IL COMPITO: Come proseguiresti il ricordo del tifoso interista Ezio Pimpinelli, riprendendo subito dopo la sua ultima frase?

BRANO FORNITO:
......
Un grande interista, che già negli Anni Sessanta seguiva la squadra in trasferta nelle epiche sfide di Coppa dei Campioni. Lo ricordiamo un giorno scendere dagli spalti (non lavorava più…) per andare in campo a rimproverare addirittura Karl-Heinz Rummenigge, che non stava (secondo lui) giocando bene.
Quando iniziò l’era delle televisioni il salotto di casa sua diventò un vero e proprio settore dello stadio: se l’Inter giocava in trasferta lui ospitava gli amici più fedeli (all’Inter), suoi e dei figli: Nino e Paolo.
Nacque in quegli anni il suo concetto tecnico assai prezioso: “Bisogna tirareee!”.
Molte le emozioni e numerosi i ricordi che, però appartengono alla sfera privata e alla mia amicizia con il figlio Paolo: Il Pimpi…
Era buono e simpatico, spontaneo. Lo ricordiamo in un’altra occasione: eravamo a casa sua con un giornalista del CORRIERE DELLA SERA, per un’intervista sulla “Grande Inter”; parlò per due ore, ci mostrò giornali d’epoca e i suoi cimeli (biglietti e abbonamenti), poi, con la più delicata e gentile espressione ci disse: “Scusate, io sono un po’ stanco, ma… Una curiosità: si può sapere perché mi fate tutte queste domande?”.
Lo scorso anno venne con noi, per l’ultima volta, a San Siro ed era felice come un bambino.
Era meraviglioso il suo amore per i colori nerazzurri; si pensi solo al fatto che negli ultimi anni aveva preso l’abitudine di riguardare le vecchie partite con le cassette VHS registrate nel tempo… Le riguardava e si arrabbiava ed emozionava, come se fossero in diretta.
Ezio Pimpinelli è stato anche un personaggio del mio primo libro sull’Inter: “Vade retro Satana – Storie di una vita neroazzurra” (Proedi-Librificio – 2014). Lo ricordiamo anche così, proponendo il capitolo “Uno stregone a Mosca”.
......
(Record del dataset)
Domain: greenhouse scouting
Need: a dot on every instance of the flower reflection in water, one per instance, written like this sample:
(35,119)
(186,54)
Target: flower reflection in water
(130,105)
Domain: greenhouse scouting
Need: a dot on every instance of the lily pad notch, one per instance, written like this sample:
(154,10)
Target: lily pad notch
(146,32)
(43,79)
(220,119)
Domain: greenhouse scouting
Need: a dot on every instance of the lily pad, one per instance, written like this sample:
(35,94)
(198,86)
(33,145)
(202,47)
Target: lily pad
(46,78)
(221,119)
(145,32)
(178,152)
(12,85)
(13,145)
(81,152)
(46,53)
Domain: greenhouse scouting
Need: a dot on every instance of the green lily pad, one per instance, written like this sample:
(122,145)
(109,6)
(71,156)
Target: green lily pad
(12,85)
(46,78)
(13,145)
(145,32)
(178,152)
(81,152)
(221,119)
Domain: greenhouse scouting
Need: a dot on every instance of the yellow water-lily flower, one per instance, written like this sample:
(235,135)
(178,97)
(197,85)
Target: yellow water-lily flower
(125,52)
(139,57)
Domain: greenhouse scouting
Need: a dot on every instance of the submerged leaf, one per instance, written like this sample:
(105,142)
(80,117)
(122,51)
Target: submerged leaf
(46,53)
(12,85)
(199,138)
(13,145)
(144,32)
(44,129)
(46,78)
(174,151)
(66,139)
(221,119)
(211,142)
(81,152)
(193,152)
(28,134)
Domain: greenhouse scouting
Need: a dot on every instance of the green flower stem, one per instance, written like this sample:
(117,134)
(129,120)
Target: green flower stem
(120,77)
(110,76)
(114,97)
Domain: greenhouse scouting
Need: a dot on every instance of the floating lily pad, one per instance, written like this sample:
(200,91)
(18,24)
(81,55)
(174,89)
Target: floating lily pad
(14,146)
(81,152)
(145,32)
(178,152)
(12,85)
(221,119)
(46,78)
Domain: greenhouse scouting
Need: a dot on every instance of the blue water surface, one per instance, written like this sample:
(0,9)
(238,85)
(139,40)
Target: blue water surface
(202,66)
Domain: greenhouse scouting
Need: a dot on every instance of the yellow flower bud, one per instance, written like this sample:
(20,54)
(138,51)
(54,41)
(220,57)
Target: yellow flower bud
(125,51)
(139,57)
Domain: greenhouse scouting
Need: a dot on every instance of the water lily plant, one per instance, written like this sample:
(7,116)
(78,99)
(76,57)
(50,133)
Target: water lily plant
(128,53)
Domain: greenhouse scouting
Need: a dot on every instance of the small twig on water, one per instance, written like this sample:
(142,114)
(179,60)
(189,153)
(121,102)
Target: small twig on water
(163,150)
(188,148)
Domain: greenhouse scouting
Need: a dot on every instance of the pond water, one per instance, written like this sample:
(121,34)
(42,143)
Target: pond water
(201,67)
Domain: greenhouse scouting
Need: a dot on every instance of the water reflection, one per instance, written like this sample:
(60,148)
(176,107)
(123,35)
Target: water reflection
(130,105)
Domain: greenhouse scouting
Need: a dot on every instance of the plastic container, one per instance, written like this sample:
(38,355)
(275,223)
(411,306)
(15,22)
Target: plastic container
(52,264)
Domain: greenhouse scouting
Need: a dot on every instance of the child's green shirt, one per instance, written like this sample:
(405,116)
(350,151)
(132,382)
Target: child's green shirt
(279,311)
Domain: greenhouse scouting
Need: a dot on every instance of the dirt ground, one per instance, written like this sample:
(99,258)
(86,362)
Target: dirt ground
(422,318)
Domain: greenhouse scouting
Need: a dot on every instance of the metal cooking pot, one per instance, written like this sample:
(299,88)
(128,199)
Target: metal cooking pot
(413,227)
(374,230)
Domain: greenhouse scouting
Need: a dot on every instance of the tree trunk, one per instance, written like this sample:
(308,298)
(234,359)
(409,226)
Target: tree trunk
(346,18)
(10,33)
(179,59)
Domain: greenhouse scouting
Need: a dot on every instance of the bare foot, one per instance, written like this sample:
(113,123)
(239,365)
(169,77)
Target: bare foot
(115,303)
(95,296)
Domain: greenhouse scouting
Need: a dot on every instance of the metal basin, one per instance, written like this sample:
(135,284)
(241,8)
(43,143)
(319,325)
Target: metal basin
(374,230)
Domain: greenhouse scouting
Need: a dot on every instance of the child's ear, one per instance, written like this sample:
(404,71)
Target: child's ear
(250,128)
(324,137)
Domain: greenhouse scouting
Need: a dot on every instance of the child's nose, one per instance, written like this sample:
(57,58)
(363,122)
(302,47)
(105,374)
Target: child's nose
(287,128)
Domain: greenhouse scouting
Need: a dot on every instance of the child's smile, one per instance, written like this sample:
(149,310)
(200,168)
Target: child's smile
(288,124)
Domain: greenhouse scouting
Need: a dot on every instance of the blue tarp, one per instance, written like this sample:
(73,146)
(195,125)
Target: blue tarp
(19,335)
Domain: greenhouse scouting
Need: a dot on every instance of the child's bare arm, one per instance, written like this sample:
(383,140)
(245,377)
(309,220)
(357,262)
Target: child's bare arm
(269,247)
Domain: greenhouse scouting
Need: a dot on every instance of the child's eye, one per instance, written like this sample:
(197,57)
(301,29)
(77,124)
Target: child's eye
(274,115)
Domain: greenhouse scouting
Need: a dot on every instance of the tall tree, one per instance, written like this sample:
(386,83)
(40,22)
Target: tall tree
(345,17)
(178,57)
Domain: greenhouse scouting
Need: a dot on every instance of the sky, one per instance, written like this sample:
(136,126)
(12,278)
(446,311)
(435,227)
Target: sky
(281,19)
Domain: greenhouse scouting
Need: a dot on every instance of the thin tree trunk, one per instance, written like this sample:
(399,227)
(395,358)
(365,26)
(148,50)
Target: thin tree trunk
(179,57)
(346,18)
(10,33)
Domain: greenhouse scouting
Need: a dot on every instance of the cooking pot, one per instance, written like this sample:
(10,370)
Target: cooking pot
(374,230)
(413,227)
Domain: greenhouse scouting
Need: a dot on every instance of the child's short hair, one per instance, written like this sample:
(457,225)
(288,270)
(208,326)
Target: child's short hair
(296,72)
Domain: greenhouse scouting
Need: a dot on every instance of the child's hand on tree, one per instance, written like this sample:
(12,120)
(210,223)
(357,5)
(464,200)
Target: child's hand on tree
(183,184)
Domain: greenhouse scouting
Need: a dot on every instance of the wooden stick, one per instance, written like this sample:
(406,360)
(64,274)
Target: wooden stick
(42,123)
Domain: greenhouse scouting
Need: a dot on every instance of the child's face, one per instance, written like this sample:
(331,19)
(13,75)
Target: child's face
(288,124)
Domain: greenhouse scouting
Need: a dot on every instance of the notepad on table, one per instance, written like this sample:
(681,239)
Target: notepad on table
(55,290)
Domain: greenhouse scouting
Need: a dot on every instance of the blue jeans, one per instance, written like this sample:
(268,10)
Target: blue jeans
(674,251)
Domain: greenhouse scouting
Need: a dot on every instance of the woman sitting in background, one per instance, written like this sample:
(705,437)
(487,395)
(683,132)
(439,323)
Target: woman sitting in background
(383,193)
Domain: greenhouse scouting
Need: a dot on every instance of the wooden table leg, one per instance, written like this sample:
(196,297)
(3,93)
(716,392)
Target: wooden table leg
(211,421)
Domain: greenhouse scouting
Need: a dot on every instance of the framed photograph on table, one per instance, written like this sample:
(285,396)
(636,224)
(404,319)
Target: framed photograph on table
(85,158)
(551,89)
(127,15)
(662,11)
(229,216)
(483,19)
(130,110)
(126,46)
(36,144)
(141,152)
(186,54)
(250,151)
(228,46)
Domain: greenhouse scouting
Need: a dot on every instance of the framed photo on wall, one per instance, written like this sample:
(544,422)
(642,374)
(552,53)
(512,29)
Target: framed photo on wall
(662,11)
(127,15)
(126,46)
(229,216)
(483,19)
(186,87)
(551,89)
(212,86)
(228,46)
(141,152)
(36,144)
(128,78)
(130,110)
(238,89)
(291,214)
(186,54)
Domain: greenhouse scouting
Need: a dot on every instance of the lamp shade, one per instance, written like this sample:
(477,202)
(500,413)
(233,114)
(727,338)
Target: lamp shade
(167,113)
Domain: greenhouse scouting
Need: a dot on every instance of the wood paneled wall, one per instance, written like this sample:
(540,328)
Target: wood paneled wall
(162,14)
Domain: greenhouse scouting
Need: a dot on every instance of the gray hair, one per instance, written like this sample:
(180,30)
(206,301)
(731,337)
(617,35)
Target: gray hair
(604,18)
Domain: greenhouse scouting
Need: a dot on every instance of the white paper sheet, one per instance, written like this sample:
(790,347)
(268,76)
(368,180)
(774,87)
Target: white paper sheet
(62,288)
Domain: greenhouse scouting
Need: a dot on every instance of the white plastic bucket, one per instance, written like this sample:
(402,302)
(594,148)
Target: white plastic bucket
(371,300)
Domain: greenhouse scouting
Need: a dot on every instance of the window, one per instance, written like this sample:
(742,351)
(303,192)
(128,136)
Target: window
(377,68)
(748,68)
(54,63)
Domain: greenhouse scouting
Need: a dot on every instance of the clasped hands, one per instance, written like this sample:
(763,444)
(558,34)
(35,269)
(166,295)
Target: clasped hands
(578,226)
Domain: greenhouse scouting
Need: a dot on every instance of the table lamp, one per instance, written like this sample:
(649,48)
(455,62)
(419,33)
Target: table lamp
......
RISPOSTA:
Uno stregone a Mosca
Quel giorno, nello stadio di Mosca, si era creato molto spazio attorno a lui. Mazzola aveva segnato un goal e lui, spontaneamente e con un po’ di fortuna aveva scattato una fotografia proprio in quell’istante. In realtà, guardando quella fotografia si può affermare che non è un granché: il giocatore è piccolo piccolo, figurarsi il pallone che va in rete. Il dottor Pimpinelli, però, era ugualmente soddisfatto, non solo perché casualmente aveva scattato la foto nel momento giusto, ma perché la macchina fotografica da lui utilizzata era assolutamente all’avanguardia. Pochi potevano permettersela in quel periodo.
Quella macchina così moderna e avanzata era una delle prime Polaroid, il che spiega anche l’entusiasmo del dottor Pimpinelli: la foto uscì immediatamente dalla macchina e si sviluppò sotto i suoi occhi. Sino a qui, sembrerebbe, nulla di strano. Invece no, perché il dottor Pimpinelli, nell’entusiasmo del goal e della novità in suo possesso fece l’errore di mostrare la fotografia ai vicini di posto. Non si può certo dire che in quegli anni in Russia lo sviluppo tecnologico fosse favorito, e men che mai le novità provenienti dall’Occidente capitalista. A quelle persone la cosa apparve perciò come una sorta di magia, di sortilegio, perciò piano piano iniziarono a spostarsi. E più il dottore mostrava con entusiasmo la sua foto e più si creava spazio attorno a lui. Così appariva quel settore dello stadio dopo il goal di Mazzola: con un grande vuoto attorno a uno strano signore sorridente, un po’ per l’Inter, un po’ orgoglioso della sua fotografia.